*** READING TEXT
Supercomputer Creates Highly Realistic Virtual Brain with Millions of Neurons

Scientists have achieved a groundbreaking milestone: a digital reconstruction of the entire mouse cortex so detailed and lifelike that it behaves almost like a real brain. Using Japan’s Fugaku supercomputer, researchers combined massive biological datasets with ultra-high-performance computing to simulate millions of neurons and billions of synapses in extraordinary detail.

A New Window Into the Living Brain

The virtual cortex captures not just structure but behavior—how neurons fire, communicate, and shift their electrical activity. This gives scientists an unprecedented chance to watch neurological diseases such as Alzheimer’s, epilepsy, or cognitive disorders unfold step-by-step inside a safe digital environment.

With nearly 10 million neurons, 26 billion synapses, and 86 interconnected regions, the model allows researchers to examine brain function in ways never before possible, without relying solely on real tissue experiments.

Fugaku: The Supercomputer Behind the Breakthrough

Japan’s Fugaku supercomputer—one of the world’s fastest—performed the quadrillions of calculations needed to run the simulation. Researchers from the Allen Institute collaborated with teams in Japan, combining deep biological datasets with computational power capable of recreating sub-cellular processes like ion flows and membrane voltage changes.

The work will be presented at SC25, the world’s leading supercomputing conference.

Studying Disease, Cognition, and Neural Dynamics

This digital brain opens new possibilities for investigating:

• how Alzheimer’s-related damage travels through circuits
• how seizures spread during epilepsy
• how brain rhythms influence attention
• how networks coordinate to produce thoughts and behavior

Instead of single-experiment studies, scientists can now test many hypotheses rapidly and safely inside a virtual model.
******
*** DATASET EXCERPTS
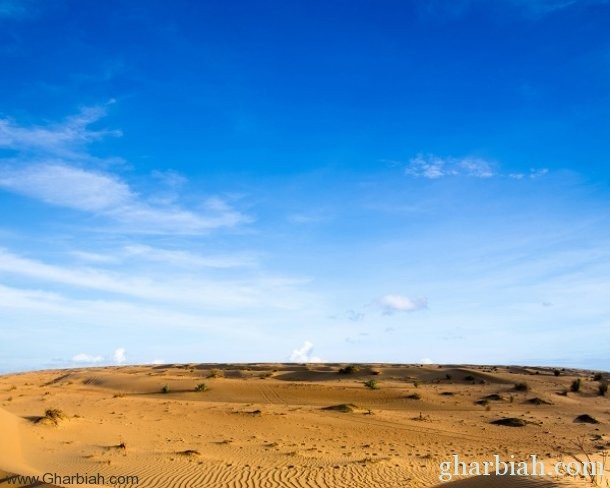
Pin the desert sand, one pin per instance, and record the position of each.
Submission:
(291, 425)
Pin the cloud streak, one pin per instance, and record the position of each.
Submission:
(391, 304)
(48, 168)
(304, 354)
(432, 167)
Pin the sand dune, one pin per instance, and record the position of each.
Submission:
(270, 425)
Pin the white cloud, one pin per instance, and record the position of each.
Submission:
******
LIST OF TASKS >>
**A)** Answer these questions about the virtual brain article.
(i) What supercomputer ran the simulation?
(ii) How many interconnected regions does the model have?
(iii) At which conference will the work be presented?
**B)** From the virtual brain article, reproduce the part that opens with the words containing "With nearly 10" and closes with "real tissue experiments.".
**C)** List every topic in the bulleted list of the virtual brain article that the digital brain opens for investigation.

RESPONSE LIST >>
**A)**
(i) Japan's Fugaku supercomputer
(ii) 86
(iii) SC25

**B)**
With nearly 10 million neurons, 26 billion synapses, and 86 interconnected regions, the model allows researchers to examine brain function in ways never before possible, without relying solely on real tissue experiments.

**C)**
- how Alzheimer's-related damage travels through circuits
- how seizures spread during epilepsy
- how brain rhythms influence attention
- how networks coordinate to produce thoughts and behavior